(Extracted data entries)
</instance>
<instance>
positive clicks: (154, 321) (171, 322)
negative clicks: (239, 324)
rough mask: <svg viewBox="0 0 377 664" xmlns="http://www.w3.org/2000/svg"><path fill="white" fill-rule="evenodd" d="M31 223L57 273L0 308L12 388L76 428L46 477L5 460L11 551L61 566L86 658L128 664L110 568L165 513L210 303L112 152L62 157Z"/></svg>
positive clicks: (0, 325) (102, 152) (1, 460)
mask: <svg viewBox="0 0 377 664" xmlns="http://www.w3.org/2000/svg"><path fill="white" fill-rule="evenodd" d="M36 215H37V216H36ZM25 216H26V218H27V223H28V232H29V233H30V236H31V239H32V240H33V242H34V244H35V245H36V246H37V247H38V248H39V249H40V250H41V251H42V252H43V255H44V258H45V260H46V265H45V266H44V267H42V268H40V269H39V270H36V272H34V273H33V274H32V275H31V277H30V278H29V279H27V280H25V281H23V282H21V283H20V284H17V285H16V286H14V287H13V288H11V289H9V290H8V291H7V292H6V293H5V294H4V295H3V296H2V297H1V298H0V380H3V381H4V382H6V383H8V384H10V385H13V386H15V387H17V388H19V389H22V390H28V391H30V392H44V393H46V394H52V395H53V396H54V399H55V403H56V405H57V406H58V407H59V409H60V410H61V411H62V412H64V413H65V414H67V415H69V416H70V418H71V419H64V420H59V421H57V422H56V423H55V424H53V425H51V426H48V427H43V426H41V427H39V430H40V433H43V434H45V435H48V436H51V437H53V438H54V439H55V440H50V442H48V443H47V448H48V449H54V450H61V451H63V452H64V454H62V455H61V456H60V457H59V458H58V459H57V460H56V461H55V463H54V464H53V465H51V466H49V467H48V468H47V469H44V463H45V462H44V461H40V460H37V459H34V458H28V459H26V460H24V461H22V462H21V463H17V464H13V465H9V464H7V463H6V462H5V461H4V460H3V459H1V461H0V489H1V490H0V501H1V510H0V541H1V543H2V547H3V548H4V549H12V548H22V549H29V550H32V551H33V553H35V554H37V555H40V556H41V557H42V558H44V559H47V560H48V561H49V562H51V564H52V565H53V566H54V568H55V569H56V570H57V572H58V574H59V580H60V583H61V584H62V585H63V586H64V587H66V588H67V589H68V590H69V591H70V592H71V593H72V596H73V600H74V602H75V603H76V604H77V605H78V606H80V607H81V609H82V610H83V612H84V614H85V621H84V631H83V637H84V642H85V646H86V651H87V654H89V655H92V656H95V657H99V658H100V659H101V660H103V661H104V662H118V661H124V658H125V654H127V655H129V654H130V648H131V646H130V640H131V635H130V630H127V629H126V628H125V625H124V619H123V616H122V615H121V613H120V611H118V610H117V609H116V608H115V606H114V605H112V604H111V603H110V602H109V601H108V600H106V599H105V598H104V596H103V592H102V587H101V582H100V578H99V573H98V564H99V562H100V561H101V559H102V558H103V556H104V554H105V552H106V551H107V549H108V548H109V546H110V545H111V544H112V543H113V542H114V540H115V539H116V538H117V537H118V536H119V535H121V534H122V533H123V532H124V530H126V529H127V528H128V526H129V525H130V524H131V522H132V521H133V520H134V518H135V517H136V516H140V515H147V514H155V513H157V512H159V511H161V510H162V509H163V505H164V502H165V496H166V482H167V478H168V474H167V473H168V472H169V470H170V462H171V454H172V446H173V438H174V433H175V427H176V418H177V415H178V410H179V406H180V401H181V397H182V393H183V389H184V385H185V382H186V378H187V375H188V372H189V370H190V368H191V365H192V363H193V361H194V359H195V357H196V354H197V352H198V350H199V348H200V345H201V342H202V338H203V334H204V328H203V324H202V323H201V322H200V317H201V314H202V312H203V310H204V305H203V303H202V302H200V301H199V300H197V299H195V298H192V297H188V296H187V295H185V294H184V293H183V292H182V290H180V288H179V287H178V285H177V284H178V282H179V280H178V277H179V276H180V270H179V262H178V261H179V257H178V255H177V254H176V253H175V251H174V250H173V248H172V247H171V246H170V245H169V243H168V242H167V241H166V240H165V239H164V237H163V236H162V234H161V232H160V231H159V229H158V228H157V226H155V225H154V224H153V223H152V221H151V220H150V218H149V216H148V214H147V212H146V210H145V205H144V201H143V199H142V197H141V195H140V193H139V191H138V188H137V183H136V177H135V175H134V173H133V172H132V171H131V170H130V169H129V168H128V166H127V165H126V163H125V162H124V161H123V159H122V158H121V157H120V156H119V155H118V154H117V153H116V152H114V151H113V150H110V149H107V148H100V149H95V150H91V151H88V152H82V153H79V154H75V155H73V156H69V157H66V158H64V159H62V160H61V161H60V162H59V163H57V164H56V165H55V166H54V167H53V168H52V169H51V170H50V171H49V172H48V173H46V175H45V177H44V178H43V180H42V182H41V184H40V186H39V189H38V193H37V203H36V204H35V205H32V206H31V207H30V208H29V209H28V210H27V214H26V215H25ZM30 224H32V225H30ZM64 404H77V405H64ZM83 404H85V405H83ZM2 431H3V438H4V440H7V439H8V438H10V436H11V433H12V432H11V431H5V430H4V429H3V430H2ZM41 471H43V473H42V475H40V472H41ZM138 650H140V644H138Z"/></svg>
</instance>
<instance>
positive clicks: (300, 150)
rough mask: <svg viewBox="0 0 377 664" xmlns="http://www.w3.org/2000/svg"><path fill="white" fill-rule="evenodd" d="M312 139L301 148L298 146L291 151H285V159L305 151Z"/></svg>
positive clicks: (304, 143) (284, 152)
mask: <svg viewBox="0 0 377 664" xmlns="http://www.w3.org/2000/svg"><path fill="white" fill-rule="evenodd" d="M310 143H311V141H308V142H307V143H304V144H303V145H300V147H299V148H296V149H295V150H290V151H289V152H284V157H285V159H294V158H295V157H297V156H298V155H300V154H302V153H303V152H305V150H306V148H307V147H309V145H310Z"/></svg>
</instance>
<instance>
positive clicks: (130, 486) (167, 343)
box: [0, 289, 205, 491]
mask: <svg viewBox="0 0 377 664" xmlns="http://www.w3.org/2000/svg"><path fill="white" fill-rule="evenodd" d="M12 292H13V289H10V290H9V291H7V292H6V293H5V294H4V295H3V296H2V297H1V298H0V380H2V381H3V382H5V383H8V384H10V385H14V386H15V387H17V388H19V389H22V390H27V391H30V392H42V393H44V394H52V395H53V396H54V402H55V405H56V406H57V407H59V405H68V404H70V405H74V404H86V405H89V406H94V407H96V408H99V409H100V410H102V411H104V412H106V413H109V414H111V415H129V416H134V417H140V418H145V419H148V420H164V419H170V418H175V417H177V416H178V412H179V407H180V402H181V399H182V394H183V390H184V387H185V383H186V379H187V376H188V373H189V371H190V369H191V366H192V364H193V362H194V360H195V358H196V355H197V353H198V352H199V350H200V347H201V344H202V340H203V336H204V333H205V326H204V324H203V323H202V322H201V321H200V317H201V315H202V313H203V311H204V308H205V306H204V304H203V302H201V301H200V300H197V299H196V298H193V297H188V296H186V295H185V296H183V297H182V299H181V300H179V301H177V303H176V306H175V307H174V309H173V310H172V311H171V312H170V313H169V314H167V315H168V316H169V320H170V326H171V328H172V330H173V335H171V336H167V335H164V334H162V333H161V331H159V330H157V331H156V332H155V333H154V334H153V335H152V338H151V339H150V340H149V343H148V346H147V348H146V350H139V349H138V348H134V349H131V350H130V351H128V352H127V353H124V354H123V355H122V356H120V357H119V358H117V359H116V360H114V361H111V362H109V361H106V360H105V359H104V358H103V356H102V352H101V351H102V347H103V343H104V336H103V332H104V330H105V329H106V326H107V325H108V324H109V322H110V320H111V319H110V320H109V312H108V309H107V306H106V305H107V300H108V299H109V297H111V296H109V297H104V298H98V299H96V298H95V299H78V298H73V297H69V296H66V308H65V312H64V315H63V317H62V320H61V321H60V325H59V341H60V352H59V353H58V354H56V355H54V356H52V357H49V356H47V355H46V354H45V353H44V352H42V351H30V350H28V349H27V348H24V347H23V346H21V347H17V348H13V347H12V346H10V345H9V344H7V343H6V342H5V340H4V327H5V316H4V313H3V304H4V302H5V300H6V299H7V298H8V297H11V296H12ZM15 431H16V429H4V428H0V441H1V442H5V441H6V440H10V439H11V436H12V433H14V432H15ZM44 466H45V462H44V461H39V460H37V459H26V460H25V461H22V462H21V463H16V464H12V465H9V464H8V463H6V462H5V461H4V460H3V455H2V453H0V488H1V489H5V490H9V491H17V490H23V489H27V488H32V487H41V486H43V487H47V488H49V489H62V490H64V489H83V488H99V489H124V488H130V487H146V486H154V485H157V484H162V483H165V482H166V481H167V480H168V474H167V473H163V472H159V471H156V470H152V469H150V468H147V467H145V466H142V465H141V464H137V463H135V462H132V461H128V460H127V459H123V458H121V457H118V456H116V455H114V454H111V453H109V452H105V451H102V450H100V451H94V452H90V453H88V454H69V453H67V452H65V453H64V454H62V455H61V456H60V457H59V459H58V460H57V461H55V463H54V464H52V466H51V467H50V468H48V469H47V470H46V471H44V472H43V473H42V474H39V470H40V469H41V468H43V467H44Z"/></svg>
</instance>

WORK TO COMPLETE: For every line of the data above that contains "positive", copy that line.

COMPLETED TASK:
positive clicks: (154, 321) (171, 322)
positive clicks: (0, 325) (102, 152) (1, 460)
positive clicks: (300, 150)
positive clicks: (304, 143) (284, 152)
positive clicks: (130, 486) (167, 343)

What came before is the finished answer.